**КОРОТКОЕ ЗАДАНИЕ 1:**
Ответьте на три вопроса по отрывку о Босхе и пометьте ответы так же:
(а) В каком городе находится алтарь «Искушение св. Антония»?
(б) В каком году автор впервые увидел «Сад земных наслаждений»?
(в) Какое новое название автор написал в черновой тетради для романа?

**ПРИВЕДЁННЫЙ ОТРЫВОК:**
━━━━━━━━━━━━━━━━
С тревогой обхожу картины маэстро, собранные в арт-центре Хертогенбоша в копиях наивысшего качества, многие версии имитаторов смотрятся за-ме-ча-те-ль-но, но! Да, это искусно, да, это порой блестяще, но это не Босх. Например, шедевр «Поклонение волхвов» из того же Прадо, где среди магов с дарами святому младенцу изображён главный враг Рождества — царь Ирод в хлеву для скота, он полугол, на нём лишь рубашка и пурпурный плащ, на голове фантазийная корона, золотой браслет на руке и язва на лодыжке, прикрытая прозрачным цилиндром. Здесь каждая деталь продумана — мороз по коже — и каждая вопиет к каталогу христианства, к Евангелию, которое художник подозревает в двусмысленности. Если это не Босх, то кто же тогда рулил подделкой в духе умершего гения? С такой изощрённостью интеллектуального протеста? Мастера средних веков писали исключительно под заказ! Как ни парадоксально, Босх гениально безыскусен и мастерски грубоват. Он мизантроп, поэт, меланхолик, да, но не шифровальщик, не пересмешник христианского пантеона. А тут ей-ей хохоток дьявола… Слава Богу, мои любимые работы выдержали проверку на подлинность: и луврский «Корабль дураков», и «Св. Христофор» из Роттердама и грандиозный португальский алтарь «Искушение св. Антония» в Лиссабоне — это, вне сомнений, оригинальные работы мастера во главе с феноменальным шедевром из Прадо «Сад земных наслаждений».

Именно в этом шедевре скрыта узловая тайна и возможная разгадка феномена Хертогенбоша…

Я отрешённо стоял перед главной картиной Иеронима ван Акена, включившего в собственное имя — название глухомани: герцогский лес… и вспоминал, как и когда впервые увидел этот шедевр… это случилось весной 1971 года, отойдя от морока первых месяцев службы в зоне, я в один из свободных дней — на пригородной электричке — помчался в башню из слоновой кости, в Челябинск, в областную библиотеку, в отдел иностранной литературы, где — о радость — в каталоге я обнаружил, наконец, монографию о Босхе (Ludwig Baldass/ Bosch/ Leipzig 1968). Это был первый альбом мастера, увиденный мной в жизни (шёл третий год моей попытки написать роман «Корабль дураков»), о, я основательно приготовился к встрече с альбомом — купить его на Урале в тогдашней империи СССР не было никаких шансов — прежде всего я захватил с собой кальку… зачем, мой читатель? А затем, что собирался обвести (sic!) через кальку китайской поршневой авторучкой все альбомные репродукции… и вот «Сад земных наслаждений», ах! Я пару часов с восторгом копировал этот шедевр — особенно его центральную часть — мда… странную, наверное, картину представлял со стороны двадцатичетырёхлетний офицер в погонах лейтенанта среди штатской публики в читальном зале с калькой, с лупой и авторучкой в руках… признаюсь, друзья, я тогда был в таком чаду азарта, что мне порой казалось, что я — я! — в прежней жизни был одним из учеников маэстро в его брабантской боттеге (мастерской) и подрисовывал вот этот — этот! — фрагмент на левой створке триптиха (куда маэстро указал мне острым пальцем) — сизовато-дымчатая гора на горизонте рая в форме головы рака… простим молодому глупцу его заблуждения…

Вернувшись в офицерский домишко, я достал черновую тетрадь для романа из письменного стола, зачеркнул прежнее название — «Корабль дураков» и написал новое (на немецком):

Garten der Lust.
━━━━━━━━━━━━━━━━
**ВХОДНЫЕ ДАННЫЕ:**
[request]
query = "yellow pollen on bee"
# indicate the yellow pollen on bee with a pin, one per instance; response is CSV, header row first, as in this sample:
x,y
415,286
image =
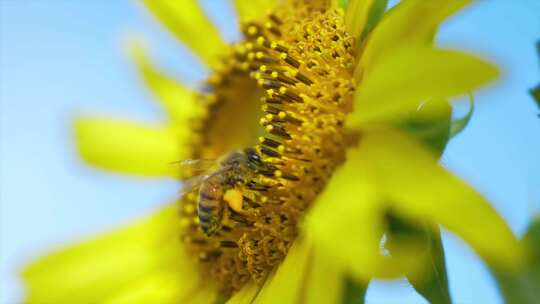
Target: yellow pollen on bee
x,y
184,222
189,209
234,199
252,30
━━━━━━━━━━━━━━━━
**КОРОТКОЕ ЗАДАНИЕ 2:** Обновите приведённые выше записи, заменив «bee» на «flower» и оставив всё остальное без изменений. Выведите все записи целиком, но без изображений.

**ПОЛНЫЙ ОТВЕТ 1:**
(а) В Лиссабоне.
(б) В 1971 году, весной.
(в) Garten der Lust.

**ПОЛНЫЙ ОТВЕТ 2:**
[request]
query = "yellow pollen on flower"
# indicate the yellow pollen on flower with a pin, one per instance; response is CSV, header row first, as in this sample:
x,y
415,286
image =
Target: yellow pollen on flower
x,y
184,222
189,209
234,199
252,30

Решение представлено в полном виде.